Top of EXERCISE INPUT
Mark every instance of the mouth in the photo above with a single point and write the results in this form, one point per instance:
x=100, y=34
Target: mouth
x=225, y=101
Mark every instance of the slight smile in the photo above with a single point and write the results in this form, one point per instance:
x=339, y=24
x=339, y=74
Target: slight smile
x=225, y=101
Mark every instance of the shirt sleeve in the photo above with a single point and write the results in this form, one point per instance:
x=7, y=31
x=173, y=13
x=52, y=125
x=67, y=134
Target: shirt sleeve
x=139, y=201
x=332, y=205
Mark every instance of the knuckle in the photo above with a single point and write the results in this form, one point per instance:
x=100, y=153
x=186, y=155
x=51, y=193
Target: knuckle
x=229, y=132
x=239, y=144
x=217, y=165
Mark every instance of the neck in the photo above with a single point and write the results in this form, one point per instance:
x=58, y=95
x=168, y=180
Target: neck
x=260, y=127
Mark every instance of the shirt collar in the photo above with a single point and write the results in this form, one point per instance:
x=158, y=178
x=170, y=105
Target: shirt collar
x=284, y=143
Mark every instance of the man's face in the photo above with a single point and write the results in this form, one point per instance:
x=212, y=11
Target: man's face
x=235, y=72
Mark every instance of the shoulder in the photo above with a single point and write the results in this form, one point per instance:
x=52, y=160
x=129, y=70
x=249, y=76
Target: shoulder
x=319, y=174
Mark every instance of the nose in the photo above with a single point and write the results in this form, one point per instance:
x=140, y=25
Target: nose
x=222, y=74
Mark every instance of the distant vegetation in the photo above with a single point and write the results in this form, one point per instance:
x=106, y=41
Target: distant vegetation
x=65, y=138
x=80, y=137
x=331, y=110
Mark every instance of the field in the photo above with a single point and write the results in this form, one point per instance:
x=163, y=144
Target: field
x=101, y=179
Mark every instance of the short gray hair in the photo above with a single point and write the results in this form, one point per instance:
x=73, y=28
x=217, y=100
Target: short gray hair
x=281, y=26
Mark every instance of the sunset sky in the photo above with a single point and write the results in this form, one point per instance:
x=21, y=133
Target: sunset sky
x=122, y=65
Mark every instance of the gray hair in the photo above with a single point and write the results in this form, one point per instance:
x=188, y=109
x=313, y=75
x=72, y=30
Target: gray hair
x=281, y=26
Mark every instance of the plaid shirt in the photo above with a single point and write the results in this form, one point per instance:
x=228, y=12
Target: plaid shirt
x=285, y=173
Bottom of EXERCISE INPUT
#### WHAT THE EXERCISE ASKS
Reproduce, character for character, only the lines of the preceding data that start at the line with "x=168, y=180" and end at the line with "Mark every instance of the sunset", both included.

#### OUTPUT
x=168, y=180
Target: neck
x=260, y=127
Mark every instance of the shirt collar in the photo above with a single point and write the results in this form, one point per instance:
x=158, y=178
x=170, y=105
Target: shirt collar
x=284, y=143
Mark every instance of the man's face in the photo above with a single point and write the results in this form, one point per instance:
x=212, y=11
Target: man's face
x=235, y=72
Mark every instance of the shoulder in the photo above with a single point and write the results in this form, one point per instance:
x=52, y=160
x=129, y=70
x=249, y=76
Target: shoulder
x=319, y=174
Mark every instance of the nose in the photo above with a single point and write the results in this form, one point per instance:
x=140, y=25
Target: nose
x=222, y=74
Mark every instance of the distant vegetation in the photo above with a single point and write the results in this form, one point per instance:
x=106, y=41
Target: distant vegetation
x=65, y=138
x=80, y=137
x=331, y=110
Mark every instance of the field in the photo above with a single point and write the results in this form, one point per instance:
x=163, y=144
Target: field
x=101, y=179
Mark every instance of the short gray hair in the photo above with a single point and write the results in this form, one point per instance:
x=73, y=28
x=217, y=100
Target: short gray hair
x=281, y=26
Mark every instance of the sunset sky in the photo above with a single point and write the results in this form, one point per instance:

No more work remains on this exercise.